* [The exercise] Write the next part of the article on Grokipedia and Wikipedia, picking up right after its final sentence.

* [Source text]
####

Elon Musk, Grokipedia, and the battle for truth

Elon Musk’s new AI-driven encyclopaedia promises freedom from human bias. But as Grokipedia takes shape, it exposes a deeper struggle over who controls knowledge in the digital age.

Al Majalla

Elon Musk, Grokipedia, and the battle for truth

Last month, the billionaire businessman Elon Musk, famed for his SpaceX rockets and Tesla cars, launched a new project produced by artificial intelligence: Grokipedia. Developed by his company xAI, the initiative has been conceived as an AI-driven rival to Wikipedia, which Musk and other conservative activists have long accused of liberal bias.

The rollout of Grokipedia is a landmark moment for the internet, amounting to much more than a clash of two databases in an age defined by a surfeit of information and a shortage of trust. Its launch reveals two competing visions for how human knowledge should be organised in the digital age. Between them lies an unresolved question: who can get closer to the truth—humans or AI?

####

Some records
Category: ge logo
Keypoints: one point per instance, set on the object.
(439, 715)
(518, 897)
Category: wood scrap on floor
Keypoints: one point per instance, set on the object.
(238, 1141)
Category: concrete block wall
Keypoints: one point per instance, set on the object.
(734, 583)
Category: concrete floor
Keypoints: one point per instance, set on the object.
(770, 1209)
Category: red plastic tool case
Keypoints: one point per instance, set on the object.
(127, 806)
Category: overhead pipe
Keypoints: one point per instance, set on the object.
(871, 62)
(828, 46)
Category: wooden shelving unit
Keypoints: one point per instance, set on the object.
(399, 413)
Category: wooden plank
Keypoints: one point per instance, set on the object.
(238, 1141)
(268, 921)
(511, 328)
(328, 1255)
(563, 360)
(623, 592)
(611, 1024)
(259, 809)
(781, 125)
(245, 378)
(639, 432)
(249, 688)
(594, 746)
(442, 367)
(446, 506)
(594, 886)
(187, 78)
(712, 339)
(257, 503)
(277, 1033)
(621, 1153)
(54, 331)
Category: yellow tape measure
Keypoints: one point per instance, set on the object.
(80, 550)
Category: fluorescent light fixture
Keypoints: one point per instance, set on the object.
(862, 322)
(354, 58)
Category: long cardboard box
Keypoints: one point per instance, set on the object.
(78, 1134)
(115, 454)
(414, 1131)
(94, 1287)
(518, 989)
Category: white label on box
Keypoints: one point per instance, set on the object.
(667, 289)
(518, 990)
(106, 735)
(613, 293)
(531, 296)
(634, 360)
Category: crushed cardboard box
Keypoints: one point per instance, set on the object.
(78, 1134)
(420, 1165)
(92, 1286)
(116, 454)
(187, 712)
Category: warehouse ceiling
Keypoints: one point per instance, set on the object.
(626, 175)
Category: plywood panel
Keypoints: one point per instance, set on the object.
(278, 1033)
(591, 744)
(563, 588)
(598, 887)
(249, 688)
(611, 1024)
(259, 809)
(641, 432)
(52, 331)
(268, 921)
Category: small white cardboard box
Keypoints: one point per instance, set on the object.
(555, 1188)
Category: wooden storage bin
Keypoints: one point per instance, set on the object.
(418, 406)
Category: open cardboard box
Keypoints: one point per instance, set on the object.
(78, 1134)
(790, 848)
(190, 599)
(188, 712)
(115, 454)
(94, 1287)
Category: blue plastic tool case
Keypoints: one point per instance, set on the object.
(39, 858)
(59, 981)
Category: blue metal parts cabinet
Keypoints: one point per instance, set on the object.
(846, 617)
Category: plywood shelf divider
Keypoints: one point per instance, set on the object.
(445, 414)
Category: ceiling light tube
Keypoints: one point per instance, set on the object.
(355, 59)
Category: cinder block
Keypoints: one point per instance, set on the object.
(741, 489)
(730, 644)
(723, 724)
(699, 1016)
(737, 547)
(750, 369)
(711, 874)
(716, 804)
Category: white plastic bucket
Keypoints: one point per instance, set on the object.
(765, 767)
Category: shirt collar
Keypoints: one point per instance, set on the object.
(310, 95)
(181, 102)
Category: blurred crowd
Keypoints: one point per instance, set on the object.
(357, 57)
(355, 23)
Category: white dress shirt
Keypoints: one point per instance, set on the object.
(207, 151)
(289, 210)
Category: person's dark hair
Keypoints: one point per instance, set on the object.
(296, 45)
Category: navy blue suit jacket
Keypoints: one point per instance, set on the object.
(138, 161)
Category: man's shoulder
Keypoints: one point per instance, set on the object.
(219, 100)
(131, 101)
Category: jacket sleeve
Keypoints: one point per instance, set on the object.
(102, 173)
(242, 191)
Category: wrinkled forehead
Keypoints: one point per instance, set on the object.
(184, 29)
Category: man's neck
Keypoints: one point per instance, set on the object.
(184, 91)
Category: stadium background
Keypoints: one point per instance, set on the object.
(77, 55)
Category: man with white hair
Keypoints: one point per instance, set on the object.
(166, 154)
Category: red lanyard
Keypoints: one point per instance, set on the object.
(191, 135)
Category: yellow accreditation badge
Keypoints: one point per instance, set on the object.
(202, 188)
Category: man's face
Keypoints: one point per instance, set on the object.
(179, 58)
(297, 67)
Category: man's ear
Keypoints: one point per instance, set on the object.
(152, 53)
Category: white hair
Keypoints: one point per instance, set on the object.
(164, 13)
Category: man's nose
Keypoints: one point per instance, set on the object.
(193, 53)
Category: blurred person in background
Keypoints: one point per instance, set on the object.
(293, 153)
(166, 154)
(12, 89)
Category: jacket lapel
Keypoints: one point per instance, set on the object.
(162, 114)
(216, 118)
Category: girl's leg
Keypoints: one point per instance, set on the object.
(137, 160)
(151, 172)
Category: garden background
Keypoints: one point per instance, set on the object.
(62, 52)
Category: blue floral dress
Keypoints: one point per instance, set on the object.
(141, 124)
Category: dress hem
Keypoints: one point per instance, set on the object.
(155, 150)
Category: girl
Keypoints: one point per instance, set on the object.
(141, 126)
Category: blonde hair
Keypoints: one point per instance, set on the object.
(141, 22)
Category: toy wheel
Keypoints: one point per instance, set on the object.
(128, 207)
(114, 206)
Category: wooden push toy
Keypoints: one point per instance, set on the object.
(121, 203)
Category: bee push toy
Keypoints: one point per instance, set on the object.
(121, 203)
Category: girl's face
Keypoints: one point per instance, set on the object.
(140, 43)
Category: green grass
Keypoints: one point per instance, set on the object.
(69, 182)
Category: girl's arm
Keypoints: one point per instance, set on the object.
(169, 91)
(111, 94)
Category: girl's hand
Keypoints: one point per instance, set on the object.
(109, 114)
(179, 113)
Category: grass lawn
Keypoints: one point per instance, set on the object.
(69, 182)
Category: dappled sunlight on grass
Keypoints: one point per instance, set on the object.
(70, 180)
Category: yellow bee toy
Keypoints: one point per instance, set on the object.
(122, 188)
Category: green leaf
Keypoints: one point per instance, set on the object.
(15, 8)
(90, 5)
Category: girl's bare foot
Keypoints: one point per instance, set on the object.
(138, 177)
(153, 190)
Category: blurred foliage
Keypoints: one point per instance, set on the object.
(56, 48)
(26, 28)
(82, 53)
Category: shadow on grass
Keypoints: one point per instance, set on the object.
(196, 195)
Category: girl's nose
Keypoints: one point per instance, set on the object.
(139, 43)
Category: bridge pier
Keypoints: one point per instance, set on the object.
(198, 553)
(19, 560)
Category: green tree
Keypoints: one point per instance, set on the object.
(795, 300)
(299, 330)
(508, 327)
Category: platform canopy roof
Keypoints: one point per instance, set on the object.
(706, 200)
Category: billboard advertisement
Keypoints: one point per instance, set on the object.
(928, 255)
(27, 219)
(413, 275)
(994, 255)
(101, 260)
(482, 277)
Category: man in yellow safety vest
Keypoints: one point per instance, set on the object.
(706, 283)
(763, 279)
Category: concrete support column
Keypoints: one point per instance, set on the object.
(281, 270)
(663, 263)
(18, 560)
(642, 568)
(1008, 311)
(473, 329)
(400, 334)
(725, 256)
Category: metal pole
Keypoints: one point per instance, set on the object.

####

* [Written reply]
Wikipedia, an online open-source encyclopaedia written by human contributors, is the largest repository of thought in history. Musk’s challenge to it comes at a time when the idea of truth itself is subject to dispute.

Gatekeeper of knowledge

Two years ago, Musk launched an attack on the Wikimedia Foundation, calling on his followers to stop donating to the non-profit host of Wikipedia until it “regained neutrality.” In one of his sarcastic X (formerly Twitter) posts, he said he would donate $1bn to the foundation if it changed its name to ‘Dickipedia’.

He was shaping a much deeper narrative: the idea that AI might be the only way to restore the concept of truth in an age of bitter dispute, seeking to shift the centre of gravity away from Wikipedia’s community of volunteer writers and editors toward a silent algorithm.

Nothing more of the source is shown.